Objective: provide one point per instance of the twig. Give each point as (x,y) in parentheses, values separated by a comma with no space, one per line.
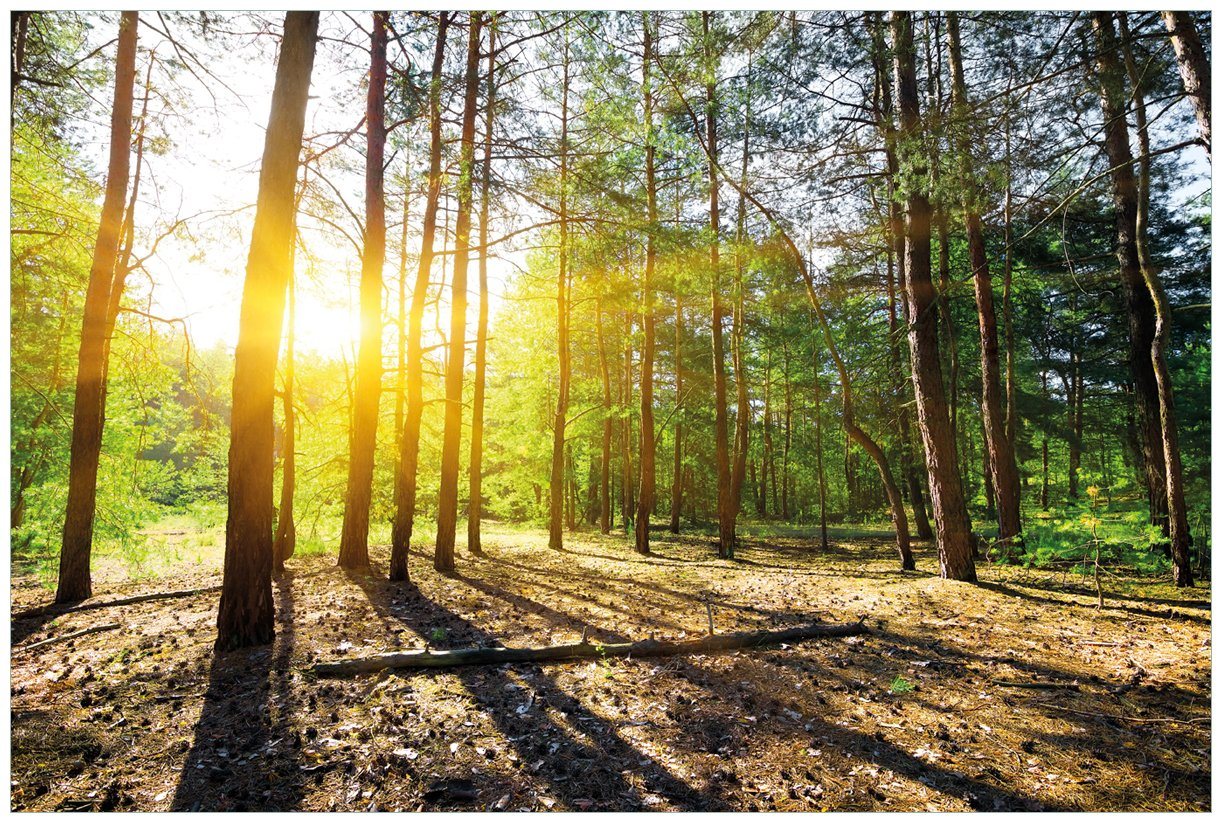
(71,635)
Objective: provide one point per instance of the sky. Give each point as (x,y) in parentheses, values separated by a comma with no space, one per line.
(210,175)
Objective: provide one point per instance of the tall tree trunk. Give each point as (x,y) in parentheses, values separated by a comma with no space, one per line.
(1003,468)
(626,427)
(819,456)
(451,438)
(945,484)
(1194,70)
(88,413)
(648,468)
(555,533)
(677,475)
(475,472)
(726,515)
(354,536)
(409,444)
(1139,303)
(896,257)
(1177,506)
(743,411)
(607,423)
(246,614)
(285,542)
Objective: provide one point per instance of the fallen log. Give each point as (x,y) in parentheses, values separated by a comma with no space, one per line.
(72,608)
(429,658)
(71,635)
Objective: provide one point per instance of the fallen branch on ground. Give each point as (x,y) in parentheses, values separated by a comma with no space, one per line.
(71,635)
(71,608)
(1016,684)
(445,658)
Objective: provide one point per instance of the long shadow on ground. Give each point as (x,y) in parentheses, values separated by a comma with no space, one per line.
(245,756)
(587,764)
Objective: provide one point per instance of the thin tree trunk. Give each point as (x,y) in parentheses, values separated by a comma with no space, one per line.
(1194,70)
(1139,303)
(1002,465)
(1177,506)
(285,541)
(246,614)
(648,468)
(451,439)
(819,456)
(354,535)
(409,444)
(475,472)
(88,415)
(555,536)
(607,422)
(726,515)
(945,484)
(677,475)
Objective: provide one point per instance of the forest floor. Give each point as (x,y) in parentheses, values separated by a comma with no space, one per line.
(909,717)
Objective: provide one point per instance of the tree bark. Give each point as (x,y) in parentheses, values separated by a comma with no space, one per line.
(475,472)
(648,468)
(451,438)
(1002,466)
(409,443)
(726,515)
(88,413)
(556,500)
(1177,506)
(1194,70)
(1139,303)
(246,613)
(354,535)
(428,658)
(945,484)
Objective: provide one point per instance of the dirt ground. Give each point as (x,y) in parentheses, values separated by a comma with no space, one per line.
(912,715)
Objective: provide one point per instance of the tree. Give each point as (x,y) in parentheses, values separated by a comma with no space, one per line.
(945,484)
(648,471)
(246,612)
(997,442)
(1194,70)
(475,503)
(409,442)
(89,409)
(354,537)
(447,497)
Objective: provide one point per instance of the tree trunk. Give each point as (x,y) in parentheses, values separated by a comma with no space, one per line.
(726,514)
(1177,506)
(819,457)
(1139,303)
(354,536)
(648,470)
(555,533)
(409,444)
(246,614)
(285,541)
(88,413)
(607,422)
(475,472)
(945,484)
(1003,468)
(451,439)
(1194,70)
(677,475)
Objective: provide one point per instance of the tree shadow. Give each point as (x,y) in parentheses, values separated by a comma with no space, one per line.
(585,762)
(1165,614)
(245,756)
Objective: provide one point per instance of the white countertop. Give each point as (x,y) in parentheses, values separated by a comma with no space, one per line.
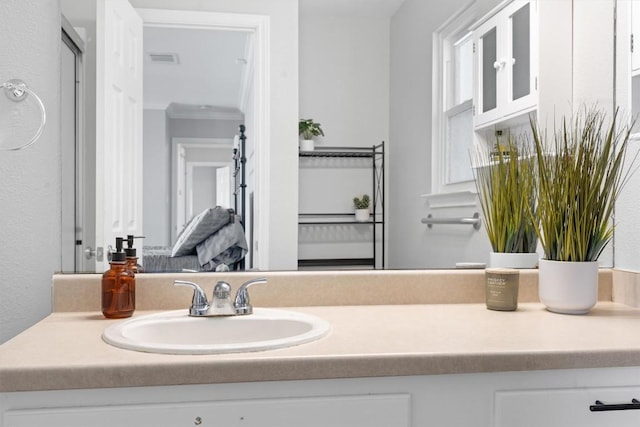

========

Write out all of the records above word for word, leaving out the pictures.

● THE SOLUTION
Objective: provide one point per instance of the twig. Give each point as (x,y) in parentheses, values separated by a comma with no space, one per line.
(71,635)
Objective: provide one point per instance of the sky. Give each point as (x,y) in parentheses, values separated by a comma with no space, one per line.
(210,175)
Objective: provide one point per instance of the tall tree trunk. Give each point as (x,y) in parentheses, values separated by a comma with no space, one per line.
(1003,468)
(626,427)
(819,456)
(451,438)
(945,484)
(1194,70)
(88,413)
(648,468)
(555,533)
(677,475)
(475,472)
(726,515)
(354,536)
(409,444)
(1139,303)
(896,257)
(1177,506)
(743,411)
(607,423)
(246,614)
(285,542)
Objective: provide one point per instance of the fallen log. Give each point as (x,y) in parentheses, values separated by a comma with no space, one per line.
(72,608)
(429,658)
(71,635)
Objective: provide one point per instance of the fallen branch on ground. Give each point as (x,y) in parentheses, values separated by a comma with no space, one per line.
(71,635)
(71,608)
(1016,684)
(445,658)
Objective: provide one point per instance of the long shadow on ground. Give each point as (x,y) in parentheses, values separated by a comma with no space, one per line.
(245,756)
(587,764)
Objective: provide one point per instance of the thin tree trunk. Give each point as (x,y) in parentheses, values separated by a comma with no space, one per line.
(1194,70)
(1139,303)
(1002,465)
(1177,506)
(285,541)
(246,614)
(648,468)
(451,439)
(819,456)
(354,535)
(409,444)
(475,472)
(88,415)
(555,536)
(607,422)
(726,515)
(945,484)
(677,475)
Objective: provide one point per instance of the forest floor. Give each point as (x,y) in parentheses, values separated by a comma with no space, one per line.
(909,717)
Objective: provide one point per instance of the tree bark. Give each point as (x,y) in parentheses, values separated by a comma with no space, one per line.
(475,472)
(648,468)
(451,438)
(1002,466)
(409,443)
(726,515)
(88,413)
(556,500)
(1177,506)
(1194,70)
(1139,303)
(246,613)
(354,535)
(428,658)
(945,484)
Objective: provide one point per instance of the dirt ground. Give each point as (x,y) in parentheses, values separated by a comma with no space, one per line.
(912,715)
Objective: provide one point per instance of the tree. Give each point as (x,y) in parentheses, values separated by a comma with no space, one per line.
(945,484)
(648,471)
(246,612)
(997,442)
(1194,70)
(475,503)
(409,442)
(89,409)
(354,537)
(447,497)
Objective: provide one point per instance of the tree trunk. Give each point as (x,y) in parentheses, values separated by a comma with no space, one per line.
(726,514)
(1177,506)
(819,457)
(1139,303)
(354,536)
(648,470)
(555,533)
(409,444)
(246,614)
(285,541)
(88,413)
(607,422)
(475,472)
(945,484)
(1003,468)
(451,439)
(1194,70)
(677,475)
Objective: provide one point per instance of the tree shadow. Give each point as (x,y) in parentheses, values separated by a comma with no space, one per line.
(585,762)
(1165,614)
(245,756)
Objective: provide one point per instance of the white countertop. Give each point as (x,y) in parentheses, values separated by a comma with no space, one per line.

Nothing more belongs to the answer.